[Point annotation dataset records]
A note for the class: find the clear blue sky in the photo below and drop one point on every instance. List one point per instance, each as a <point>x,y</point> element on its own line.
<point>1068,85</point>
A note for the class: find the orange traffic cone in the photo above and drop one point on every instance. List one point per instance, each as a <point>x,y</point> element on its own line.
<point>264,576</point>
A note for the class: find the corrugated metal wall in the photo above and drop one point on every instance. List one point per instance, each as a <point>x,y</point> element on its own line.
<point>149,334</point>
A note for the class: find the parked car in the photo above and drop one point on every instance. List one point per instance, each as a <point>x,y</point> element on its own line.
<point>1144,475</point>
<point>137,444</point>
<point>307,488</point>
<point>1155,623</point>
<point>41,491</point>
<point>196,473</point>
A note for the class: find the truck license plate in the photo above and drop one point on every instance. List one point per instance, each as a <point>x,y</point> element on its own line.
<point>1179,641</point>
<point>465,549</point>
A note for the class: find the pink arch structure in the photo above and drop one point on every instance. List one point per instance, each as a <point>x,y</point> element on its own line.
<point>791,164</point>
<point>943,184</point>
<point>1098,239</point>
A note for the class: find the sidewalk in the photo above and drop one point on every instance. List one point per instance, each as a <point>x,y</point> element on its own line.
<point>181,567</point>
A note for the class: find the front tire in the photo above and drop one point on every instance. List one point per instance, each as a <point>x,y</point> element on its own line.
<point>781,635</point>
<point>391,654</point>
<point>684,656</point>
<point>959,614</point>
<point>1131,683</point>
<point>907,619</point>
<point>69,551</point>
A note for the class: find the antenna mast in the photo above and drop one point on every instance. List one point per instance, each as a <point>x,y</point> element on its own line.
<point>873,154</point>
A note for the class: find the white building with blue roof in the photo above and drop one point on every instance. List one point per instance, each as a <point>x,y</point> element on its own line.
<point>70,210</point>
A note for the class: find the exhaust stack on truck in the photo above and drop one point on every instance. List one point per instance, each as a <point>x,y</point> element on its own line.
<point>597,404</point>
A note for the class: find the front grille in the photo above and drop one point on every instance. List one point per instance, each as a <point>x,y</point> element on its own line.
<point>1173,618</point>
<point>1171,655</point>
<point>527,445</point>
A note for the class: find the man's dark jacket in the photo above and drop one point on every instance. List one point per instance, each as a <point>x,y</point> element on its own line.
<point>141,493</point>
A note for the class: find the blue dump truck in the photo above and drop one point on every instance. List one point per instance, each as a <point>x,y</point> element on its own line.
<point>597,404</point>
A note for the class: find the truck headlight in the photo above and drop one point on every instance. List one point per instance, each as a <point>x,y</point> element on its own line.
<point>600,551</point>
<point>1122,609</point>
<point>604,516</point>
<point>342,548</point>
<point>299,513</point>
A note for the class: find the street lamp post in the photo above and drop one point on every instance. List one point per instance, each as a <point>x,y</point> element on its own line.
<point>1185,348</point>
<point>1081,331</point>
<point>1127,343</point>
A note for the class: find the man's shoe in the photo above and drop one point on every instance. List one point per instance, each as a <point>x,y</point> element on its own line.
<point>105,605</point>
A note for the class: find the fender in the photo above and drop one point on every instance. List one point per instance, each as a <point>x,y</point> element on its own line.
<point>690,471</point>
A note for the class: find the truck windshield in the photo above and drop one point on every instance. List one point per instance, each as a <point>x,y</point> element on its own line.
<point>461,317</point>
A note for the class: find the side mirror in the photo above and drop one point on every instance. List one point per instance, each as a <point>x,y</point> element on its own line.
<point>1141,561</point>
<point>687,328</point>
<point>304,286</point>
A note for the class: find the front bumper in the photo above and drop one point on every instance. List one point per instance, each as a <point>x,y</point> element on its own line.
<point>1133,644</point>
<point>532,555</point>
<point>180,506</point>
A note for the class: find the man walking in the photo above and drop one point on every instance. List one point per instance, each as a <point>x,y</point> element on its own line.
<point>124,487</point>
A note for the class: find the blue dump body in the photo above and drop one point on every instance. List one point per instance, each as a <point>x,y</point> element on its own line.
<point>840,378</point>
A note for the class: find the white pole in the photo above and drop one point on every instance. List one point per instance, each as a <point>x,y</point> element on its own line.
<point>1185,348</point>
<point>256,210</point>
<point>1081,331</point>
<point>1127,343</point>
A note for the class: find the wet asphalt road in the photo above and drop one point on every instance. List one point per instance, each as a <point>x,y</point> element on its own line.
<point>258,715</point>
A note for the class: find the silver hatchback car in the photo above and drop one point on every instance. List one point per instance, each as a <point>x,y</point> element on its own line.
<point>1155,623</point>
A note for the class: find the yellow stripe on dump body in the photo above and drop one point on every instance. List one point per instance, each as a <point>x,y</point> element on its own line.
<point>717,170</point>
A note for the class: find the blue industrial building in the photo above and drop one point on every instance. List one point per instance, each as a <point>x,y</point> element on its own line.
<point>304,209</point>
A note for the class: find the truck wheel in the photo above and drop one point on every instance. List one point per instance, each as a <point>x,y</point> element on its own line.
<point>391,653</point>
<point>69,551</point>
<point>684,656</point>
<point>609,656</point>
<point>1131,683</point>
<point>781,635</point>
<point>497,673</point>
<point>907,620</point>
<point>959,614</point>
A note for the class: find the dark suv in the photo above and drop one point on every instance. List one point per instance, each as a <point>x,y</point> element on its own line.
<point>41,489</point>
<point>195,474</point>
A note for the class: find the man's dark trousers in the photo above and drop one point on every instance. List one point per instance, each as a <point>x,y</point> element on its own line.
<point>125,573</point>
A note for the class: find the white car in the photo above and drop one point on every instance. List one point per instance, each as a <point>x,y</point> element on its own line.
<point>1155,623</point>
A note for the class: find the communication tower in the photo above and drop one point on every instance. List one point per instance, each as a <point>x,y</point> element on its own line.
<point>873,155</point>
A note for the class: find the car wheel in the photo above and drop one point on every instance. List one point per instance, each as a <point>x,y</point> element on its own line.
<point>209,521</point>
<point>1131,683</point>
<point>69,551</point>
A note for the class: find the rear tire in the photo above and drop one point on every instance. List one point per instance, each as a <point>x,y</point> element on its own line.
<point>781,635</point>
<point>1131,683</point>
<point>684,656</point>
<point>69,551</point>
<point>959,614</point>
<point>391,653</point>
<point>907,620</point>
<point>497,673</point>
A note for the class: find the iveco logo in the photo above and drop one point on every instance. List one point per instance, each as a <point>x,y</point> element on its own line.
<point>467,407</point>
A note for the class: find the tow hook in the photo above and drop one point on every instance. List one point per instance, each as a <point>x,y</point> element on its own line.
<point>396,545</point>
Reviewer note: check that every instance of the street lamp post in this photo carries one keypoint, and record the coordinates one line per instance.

◆ **What to do**
Reproduce all of the material above word for word, keeping every line in its original order and form.

◆ **Task result**
A note for the class: find the clear blue sky in the photo below and drop one point on every instance. List one point per instance, each as a <point>x,y</point> element on its own line.
<point>1068,85</point>
A note for the class: find the orange traffic cone in the photo above and drop one point on every instance. List one point per instance, each as a <point>x,y</point> element on its own line.
<point>264,576</point>
A note for the class: find the corrugated metal wall in the photo above and drop one point on every instance. List one point per instance, each as a <point>x,y</point> element on its own line.
<point>149,334</point>
A note for the class: find the parked car in the photo above and drop one point on every instance. List one point per instance, each as a <point>x,y</point> element on its own line.
<point>1144,475</point>
<point>137,444</point>
<point>307,488</point>
<point>1155,623</point>
<point>41,491</point>
<point>196,473</point>
A note for the class: find the truck license plate in the photo above and drop one point on every instance. List one point per instance, each as a <point>x,y</point> element on its own line.
<point>1179,641</point>
<point>465,549</point>
A note for the class: find the pink arch structure in the photo above and drop one point on every instance. List one point per instance, each as a <point>x,y</point> element on its own line.
<point>791,164</point>
<point>943,184</point>
<point>1098,239</point>
A note for the class: find the sidewalk in the photo above and drop one point on every instance. List one point per instance, each as a <point>x,y</point> element on its own line.
<point>181,567</point>
A note for the class: find the front tire in the photo above and drop one point on every instance. List one point per instance, each as a <point>x,y</point> element on its own line.
<point>781,635</point>
<point>391,654</point>
<point>684,656</point>
<point>959,614</point>
<point>1131,683</point>
<point>907,619</point>
<point>69,551</point>
A note for the class: find the antenna mast in the photo above and drop one point on every instance. List one point per instance, each as a <point>x,y</point> element on its own line.
<point>873,154</point>
A note for the class: find the white building with blue roof in the photo above and drop one point on every instance. List one point per instance, each as a <point>x,y</point> element on its own line.
<point>70,210</point>
A note for the class: find the exhaust stack on truck in the photo above and drop one point on every instance. List one point per instance, each as a <point>x,y</point> element on its own line.
<point>597,404</point>
A note for the class: find the front grille in the photo above and drop one point on every instance. List one point per instance, each as a <point>x,y</point> element on its own line.
<point>1173,618</point>
<point>1171,655</point>
<point>527,445</point>
A note for the class: find the man's dark jacket in the photo above and drop one point on every instance. List one point per instance, each as a <point>x,y</point> element on its own line.
<point>141,493</point>
A note for the class: find the blue dump truck in the photo above and drop one point on every instance. List one point per instance, each as a <point>x,y</point> element on its own line.
<point>597,404</point>
A note for the class: find the truck headlight in the photo above and drop one point on every instance. List one point per instance, each as a <point>x,y</point> element on its own line.
<point>600,551</point>
<point>1122,609</point>
<point>604,516</point>
<point>342,548</point>
<point>299,513</point>
A note for the class: find the street lamp post in the photo above and drop one point on every instance. List one point per instance, each as a <point>x,y</point> element on its own line.
<point>1185,348</point>
<point>1081,331</point>
<point>1127,343</point>
A note for the class: find the man's shoe in the photo above and drop one point on every instance. List one point per instance, each as a <point>x,y</point> element on its own line.
<point>105,605</point>
A note for the class: find the fender in the photo above and drop one point on every instance. List one point per instance, each as a <point>x,y</point> element on its own line.
<point>690,471</point>
A note for the class: find the truck windshield in the photo above and drop one point on every instance. List one point per instance, each as a <point>x,y</point> element on its own line.
<point>461,317</point>
A note for the class: find the side mirror in the photo above and drop one point on every instance. List one point per instance, each as a <point>x,y</point> element on its own line.
<point>1141,561</point>
<point>687,328</point>
<point>304,286</point>
A note for the class: find the front bumper in the photo above and drop one point on every instance. List one point per instance, each as a <point>x,y</point> element on its own line.
<point>1133,644</point>
<point>532,555</point>
<point>180,506</point>
A note for the class: find the man walking in the photo above and drop one point on every instance. List one point per instance, each as a <point>x,y</point> element on its own line.
<point>124,487</point>
A note for the class: find the blue dump body in the photo above and drop one point on every instance. List one point per instance, each as a <point>x,y</point> element on its own line.
<point>840,378</point>
A note for the class: find the white pole in the photo above and drop one point on every instance. List one point per instance, each as a <point>x,y</point> element on its own line.
<point>1185,348</point>
<point>256,210</point>
<point>1081,331</point>
<point>1127,343</point>
A note for the class: find the wet asphalt road in the photo above and drop one point on every instance. List one point per instance, each as a <point>x,y</point> element on its own line.
<point>258,715</point>
A note for the class: find the silver hatchback car in the photo above and drop one point on every instance. List one point per instance, each as a <point>x,y</point> element on its own line.
<point>1155,623</point>
A note for the class: find the yellow stripe on dump body in the photo above and drop one point on every instance. List one point per instance, each as a <point>x,y</point> element on its own line.
<point>717,170</point>
A note for the class: find the blue industrial building in the photo above and drop one point on every instance. List one point per instance, each as a <point>x,y</point> element on its own line.
<point>304,209</point>
A note for the class: find the truck wheel in the photo above and drop one point on every instance. List one point per instance, each as a <point>x,y</point> element on its own line.
<point>391,653</point>
<point>69,551</point>
<point>684,656</point>
<point>609,656</point>
<point>1131,683</point>
<point>781,635</point>
<point>497,673</point>
<point>907,620</point>
<point>959,614</point>
A note for the class: find the dark suv in the photo above and drop one point on every instance. List one point per instance, each as a <point>x,y</point> element on its own line.
<point>41,489</point>
<point>195,474</point>
A note for the class: find the man's dark trousers in the photo above and drop one point on every instance. List one point per instance, each as a <point>x,y</point> element on its own line.
<point>125,573</point>
A note for the class: find the white car in the photo above and drop one point on every instance. List one point per instance, each as a <point>x,y</point> element on its own line.
<point>1155,623</point>
A note for the class: find the communication tower in the photo above and drop one point on every instance. List one point per instance, each as a <point>x,y</point> element on its own line.
<point>873,155</point>
A note for the class: find the car wheel in the photo above and drop one point on every instance. List one point per instance, each as a <point>x,y</point> element on its own line.
<point>209,521</point>
<point>1131,683</point>
<point>69,551</point>
A note for the class: find the rear tire in the photo above and drop one point on every instance. List one point per instance, each as a <point>x,y</point> element on its own line.
<point>781,635</point>
<point>1131,683</point>
<point>684,656</point>
<point>69,551</point>
<point>959,614</point>
<point>391,653</point>
<point>907,620</point>
<point>497,673</point>
A note for the class: find the iveco logo in the photo above and drop one point on every instance. List one point per instance, each as a <point>x,y</point> element on its own line.
<point>467,407</point>
A note for the class: find the tow hook in the photo above and drop one point on every instance. List one point per instance, each as a <point>x,y</point> element on its own line.
<point>396,545</point>
Reviewer note: check that every instance of the street lamp post in this photo carries one keypoint, and record the coordinates one line per instance.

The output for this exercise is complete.